**Exercise details:** Type out the entries again, matching each one exactly.
——
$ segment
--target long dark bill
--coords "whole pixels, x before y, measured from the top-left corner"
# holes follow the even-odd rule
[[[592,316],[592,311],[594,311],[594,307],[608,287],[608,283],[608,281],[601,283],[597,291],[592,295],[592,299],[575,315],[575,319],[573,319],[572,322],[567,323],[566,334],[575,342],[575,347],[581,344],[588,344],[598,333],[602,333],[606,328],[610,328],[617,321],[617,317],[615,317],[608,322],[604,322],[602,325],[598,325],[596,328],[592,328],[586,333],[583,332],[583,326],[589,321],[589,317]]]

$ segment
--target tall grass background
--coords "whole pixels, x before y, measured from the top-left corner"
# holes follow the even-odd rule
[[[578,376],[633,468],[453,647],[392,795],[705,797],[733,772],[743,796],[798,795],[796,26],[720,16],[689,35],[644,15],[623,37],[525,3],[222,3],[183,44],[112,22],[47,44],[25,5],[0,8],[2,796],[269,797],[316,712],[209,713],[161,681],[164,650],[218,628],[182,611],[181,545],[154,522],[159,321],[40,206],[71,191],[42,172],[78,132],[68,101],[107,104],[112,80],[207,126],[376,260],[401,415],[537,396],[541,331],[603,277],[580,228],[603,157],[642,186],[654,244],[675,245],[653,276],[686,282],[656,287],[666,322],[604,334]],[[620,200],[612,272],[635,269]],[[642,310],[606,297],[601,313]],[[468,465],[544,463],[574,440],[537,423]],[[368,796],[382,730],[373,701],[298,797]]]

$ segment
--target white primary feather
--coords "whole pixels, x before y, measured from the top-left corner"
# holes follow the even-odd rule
——
**Answer to this exercise:**
$ segment
--target long dark bill
--coords "whole pixels, x before y, measured from the top-left corner"
# holes follow the even-odd rule
[[[592,316],[592,311],[594,311],[594,307],[608,287],[608,283],[608,281],[601,283],[597,291],[592,295],[592,299],[575,315],[575,319],[573,319],[572,322],[567,323],[566,334],[575,342],[575,347],[581,344],[588,344],[598,333],[602,333],[606,328],[610,328],[617,321],[617,317],[615,317],[608,322],[604,322],[602,325],[598,325],[596,328],[592,328],[586,333],[583,332],[583,326],[589,321],[589,317]]]

$ segment
--target tall grass background
--coords "whole pixels, x before y, measured from the top-left corner"
# holes follow the even-odd rule
[[[578,376],[633,468],[453,647],[392,795],[705,797],[733,772],[743,796],[798,795],[796,26],[720,16],[689,35],[644,15],[623,37],[525,3],[222,3],[183,44],[112,22],[47,44],[25,5],[0,8],[2,796],[269,797],[316,712],[209,713],[161,681],[164,650],[218,628],[182,611],[181,545],[154,522],[159,321],[40,206],[71,191],[42,172],[78,132],[68,101],[107,104],[112,80],[207,126],[376,260],[401,415],[537,396],[541,331],[603,277],[580,228],[603,157],[642,186],[654,244],[675,245],[653,276],[686,282],[656,287],[666,322],[604,334]],[[620,200],[612,272],[635,269]],[[642,310],[606,297],[601,313]],[[468,465],[544,463],[574,440],[537,423]],[[368,796],[382,730],[373,701],[298,797]]]

$ segment
--target white primary feather
--coords "whole pixels, x before y, measured from the top-left corner"
# holes follow the even-odd rule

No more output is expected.